Rewrite only the records between the lines holding "Outline every instance of the bird's" and "[[[322,149],[323,156],[334,156],[339,152],[339,144],[328,144]]]", inclusive, keeping their wording unchanged but adding 138 to every coordinate in the outlines. Leave the pictures out.

## Start

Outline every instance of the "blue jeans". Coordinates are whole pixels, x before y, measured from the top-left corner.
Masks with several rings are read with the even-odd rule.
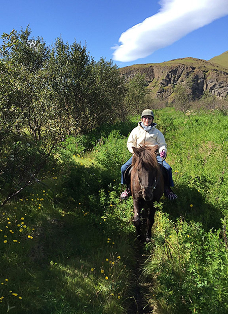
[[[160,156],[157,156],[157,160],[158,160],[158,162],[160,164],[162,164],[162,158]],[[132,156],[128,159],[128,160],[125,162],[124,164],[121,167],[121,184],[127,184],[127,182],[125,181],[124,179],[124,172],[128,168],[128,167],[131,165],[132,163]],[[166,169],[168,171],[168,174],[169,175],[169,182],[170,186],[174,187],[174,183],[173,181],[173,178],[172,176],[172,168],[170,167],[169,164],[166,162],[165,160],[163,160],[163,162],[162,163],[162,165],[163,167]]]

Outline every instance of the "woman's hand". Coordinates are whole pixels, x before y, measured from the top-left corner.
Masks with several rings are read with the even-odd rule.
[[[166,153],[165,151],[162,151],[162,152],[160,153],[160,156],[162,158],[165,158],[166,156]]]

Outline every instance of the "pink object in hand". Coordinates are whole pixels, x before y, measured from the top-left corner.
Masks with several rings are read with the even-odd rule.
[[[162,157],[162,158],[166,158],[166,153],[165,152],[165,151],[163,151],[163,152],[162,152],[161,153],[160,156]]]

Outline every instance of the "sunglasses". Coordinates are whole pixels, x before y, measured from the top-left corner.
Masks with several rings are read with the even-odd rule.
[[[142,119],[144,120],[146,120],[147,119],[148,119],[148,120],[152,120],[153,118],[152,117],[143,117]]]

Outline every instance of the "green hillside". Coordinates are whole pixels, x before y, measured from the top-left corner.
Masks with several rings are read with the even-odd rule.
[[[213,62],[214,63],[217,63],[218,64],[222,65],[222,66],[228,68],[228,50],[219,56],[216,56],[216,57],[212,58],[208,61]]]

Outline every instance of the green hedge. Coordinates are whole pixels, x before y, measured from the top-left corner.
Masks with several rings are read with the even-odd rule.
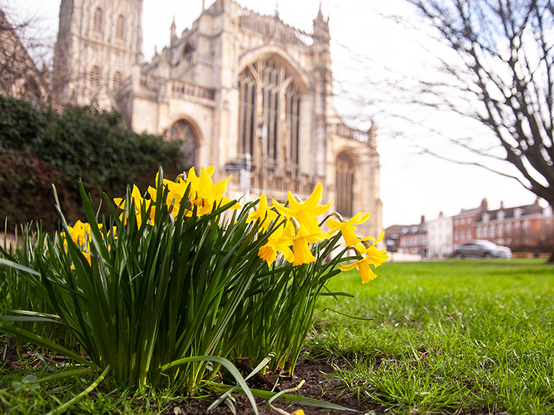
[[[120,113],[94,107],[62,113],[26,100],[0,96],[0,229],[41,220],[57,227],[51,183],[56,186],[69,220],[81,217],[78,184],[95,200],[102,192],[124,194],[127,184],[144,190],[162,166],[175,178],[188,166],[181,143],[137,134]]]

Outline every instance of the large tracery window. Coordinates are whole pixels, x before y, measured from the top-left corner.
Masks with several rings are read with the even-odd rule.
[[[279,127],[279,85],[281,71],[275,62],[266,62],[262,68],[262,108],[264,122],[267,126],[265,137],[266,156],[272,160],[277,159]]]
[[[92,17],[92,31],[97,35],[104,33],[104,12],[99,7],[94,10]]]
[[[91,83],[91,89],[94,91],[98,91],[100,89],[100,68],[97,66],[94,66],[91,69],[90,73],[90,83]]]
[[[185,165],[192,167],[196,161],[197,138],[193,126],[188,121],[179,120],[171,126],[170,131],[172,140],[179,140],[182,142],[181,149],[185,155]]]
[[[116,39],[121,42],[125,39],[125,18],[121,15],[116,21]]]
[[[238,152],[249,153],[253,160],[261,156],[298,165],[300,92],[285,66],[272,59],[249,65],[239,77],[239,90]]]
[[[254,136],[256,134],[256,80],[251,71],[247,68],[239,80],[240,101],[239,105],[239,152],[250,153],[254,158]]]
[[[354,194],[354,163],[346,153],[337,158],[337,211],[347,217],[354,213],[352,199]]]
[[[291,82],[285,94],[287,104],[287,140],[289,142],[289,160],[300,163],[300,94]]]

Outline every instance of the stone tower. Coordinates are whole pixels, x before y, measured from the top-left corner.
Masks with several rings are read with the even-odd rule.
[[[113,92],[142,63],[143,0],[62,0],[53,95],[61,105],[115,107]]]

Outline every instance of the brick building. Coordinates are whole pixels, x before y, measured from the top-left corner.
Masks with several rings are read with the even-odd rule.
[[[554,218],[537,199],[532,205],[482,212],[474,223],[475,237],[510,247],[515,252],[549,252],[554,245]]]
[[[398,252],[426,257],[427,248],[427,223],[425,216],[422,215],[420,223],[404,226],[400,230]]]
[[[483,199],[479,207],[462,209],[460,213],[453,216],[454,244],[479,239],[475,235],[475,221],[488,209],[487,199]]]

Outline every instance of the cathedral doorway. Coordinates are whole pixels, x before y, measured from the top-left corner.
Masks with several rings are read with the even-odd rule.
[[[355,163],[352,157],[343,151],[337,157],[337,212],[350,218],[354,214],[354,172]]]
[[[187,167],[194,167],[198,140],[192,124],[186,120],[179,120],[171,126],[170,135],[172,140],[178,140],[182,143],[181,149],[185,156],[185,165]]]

## End
## Start

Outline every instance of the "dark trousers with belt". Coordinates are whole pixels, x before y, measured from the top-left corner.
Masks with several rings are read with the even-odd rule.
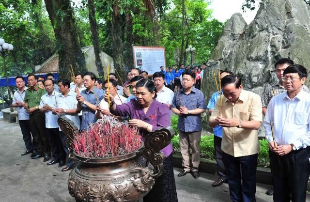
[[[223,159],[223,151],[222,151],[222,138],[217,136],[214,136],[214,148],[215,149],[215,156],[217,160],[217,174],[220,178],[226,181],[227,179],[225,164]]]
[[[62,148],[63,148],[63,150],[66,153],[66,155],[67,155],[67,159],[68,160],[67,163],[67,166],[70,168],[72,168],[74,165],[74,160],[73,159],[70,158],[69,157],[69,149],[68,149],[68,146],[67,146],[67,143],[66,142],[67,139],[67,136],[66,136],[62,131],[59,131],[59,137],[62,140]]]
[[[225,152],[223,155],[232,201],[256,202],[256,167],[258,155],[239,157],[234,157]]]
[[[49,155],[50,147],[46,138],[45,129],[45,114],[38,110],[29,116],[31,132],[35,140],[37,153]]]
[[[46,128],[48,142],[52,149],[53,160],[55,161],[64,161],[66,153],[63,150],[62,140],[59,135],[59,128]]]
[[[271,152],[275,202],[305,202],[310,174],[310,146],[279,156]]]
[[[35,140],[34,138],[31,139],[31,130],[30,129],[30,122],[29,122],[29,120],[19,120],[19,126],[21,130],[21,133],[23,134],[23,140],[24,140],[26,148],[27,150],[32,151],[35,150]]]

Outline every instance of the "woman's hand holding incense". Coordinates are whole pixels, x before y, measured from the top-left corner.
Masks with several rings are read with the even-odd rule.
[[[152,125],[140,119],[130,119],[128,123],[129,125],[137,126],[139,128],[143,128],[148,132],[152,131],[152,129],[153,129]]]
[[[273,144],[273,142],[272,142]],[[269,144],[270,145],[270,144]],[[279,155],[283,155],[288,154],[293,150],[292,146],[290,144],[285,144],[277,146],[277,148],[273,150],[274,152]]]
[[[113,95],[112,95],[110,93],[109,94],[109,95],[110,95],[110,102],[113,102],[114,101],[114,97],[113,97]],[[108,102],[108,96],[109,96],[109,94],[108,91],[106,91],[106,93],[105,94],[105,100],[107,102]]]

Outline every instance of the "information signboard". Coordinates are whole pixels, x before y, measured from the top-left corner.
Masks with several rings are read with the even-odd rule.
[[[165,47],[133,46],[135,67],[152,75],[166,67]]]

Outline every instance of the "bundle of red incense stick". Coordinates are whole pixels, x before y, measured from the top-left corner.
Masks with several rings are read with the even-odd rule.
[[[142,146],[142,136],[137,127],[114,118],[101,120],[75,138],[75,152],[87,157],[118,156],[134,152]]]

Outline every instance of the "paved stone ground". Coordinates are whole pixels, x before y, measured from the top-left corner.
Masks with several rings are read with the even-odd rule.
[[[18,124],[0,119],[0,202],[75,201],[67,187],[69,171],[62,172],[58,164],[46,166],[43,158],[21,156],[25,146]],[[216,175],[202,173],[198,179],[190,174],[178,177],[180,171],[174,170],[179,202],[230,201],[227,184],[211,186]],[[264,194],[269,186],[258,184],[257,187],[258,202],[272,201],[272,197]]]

## End
## Start

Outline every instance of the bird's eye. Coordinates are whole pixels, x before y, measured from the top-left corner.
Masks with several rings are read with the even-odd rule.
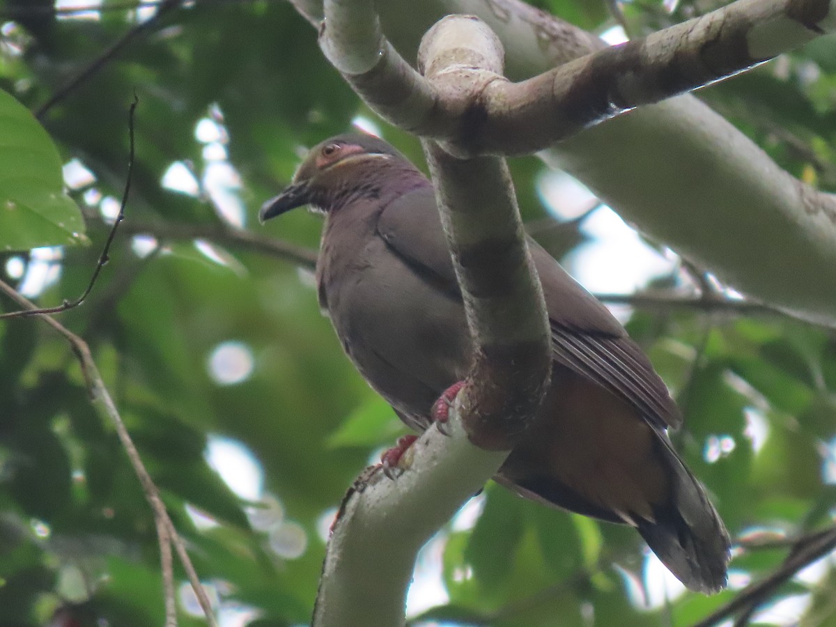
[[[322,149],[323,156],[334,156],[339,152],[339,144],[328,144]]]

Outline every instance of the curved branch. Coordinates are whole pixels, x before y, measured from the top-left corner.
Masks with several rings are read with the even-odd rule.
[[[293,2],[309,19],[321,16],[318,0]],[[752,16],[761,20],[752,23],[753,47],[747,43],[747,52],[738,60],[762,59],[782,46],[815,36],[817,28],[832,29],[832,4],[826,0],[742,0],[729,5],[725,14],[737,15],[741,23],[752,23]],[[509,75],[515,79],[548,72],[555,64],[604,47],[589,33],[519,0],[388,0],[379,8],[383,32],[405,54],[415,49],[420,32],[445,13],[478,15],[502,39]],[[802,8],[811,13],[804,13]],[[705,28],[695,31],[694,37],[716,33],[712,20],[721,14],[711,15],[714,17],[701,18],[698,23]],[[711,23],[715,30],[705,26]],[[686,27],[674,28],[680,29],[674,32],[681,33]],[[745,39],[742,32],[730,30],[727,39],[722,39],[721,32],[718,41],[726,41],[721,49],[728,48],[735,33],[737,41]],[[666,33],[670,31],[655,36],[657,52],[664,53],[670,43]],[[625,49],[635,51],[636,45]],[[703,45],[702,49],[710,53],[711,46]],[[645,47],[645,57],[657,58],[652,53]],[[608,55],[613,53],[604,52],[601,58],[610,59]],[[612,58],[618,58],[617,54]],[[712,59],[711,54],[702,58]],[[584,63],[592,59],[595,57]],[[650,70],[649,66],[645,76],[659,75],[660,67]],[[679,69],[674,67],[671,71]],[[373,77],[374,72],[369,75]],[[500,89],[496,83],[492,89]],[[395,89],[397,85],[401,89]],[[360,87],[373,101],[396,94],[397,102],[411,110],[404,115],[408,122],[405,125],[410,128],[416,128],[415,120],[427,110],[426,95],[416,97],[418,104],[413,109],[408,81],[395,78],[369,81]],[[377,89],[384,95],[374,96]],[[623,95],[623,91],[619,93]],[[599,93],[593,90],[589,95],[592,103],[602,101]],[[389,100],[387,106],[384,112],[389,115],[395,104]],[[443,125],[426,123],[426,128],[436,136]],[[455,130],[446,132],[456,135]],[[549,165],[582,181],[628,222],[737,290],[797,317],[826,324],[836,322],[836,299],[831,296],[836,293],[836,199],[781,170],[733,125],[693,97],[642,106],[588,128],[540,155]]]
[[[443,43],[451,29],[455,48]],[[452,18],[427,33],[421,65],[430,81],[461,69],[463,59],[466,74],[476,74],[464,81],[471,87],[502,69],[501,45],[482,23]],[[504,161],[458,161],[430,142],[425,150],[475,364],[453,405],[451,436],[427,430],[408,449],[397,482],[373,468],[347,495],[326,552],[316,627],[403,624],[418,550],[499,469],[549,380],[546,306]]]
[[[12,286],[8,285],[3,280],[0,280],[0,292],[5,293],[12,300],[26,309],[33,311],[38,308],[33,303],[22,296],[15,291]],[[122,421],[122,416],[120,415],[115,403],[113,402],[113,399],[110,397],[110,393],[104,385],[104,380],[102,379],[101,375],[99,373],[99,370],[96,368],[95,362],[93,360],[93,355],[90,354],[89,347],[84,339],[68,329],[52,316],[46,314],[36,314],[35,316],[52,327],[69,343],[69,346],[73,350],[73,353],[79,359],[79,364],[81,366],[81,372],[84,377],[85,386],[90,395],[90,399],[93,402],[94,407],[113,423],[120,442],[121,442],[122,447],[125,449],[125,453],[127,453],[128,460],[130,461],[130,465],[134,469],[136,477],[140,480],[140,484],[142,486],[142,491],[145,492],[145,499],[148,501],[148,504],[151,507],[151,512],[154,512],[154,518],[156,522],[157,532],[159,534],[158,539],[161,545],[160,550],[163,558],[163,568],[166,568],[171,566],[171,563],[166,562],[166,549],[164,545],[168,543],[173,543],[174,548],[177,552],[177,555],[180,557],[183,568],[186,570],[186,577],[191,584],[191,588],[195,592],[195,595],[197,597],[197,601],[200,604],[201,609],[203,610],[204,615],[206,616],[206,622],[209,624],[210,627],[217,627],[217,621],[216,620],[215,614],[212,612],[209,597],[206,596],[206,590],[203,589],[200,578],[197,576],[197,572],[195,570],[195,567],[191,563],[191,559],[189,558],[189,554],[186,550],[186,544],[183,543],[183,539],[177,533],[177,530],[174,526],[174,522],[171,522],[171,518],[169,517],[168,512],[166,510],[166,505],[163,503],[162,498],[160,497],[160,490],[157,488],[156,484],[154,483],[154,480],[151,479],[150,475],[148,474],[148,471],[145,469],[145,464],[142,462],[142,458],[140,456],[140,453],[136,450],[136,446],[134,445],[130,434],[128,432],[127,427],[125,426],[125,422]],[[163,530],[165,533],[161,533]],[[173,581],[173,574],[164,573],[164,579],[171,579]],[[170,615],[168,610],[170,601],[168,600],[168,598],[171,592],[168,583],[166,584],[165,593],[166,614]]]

## End

-- Correct output --
Outline every instance of the bird's eye. Coordinates are whole pixels, x before y, measured from the top-left corner.
Masks with several rings are read with the even-odd rule.
[[[460,287],[461,294],[472,294],[477,290],[477,282],[466,282]]]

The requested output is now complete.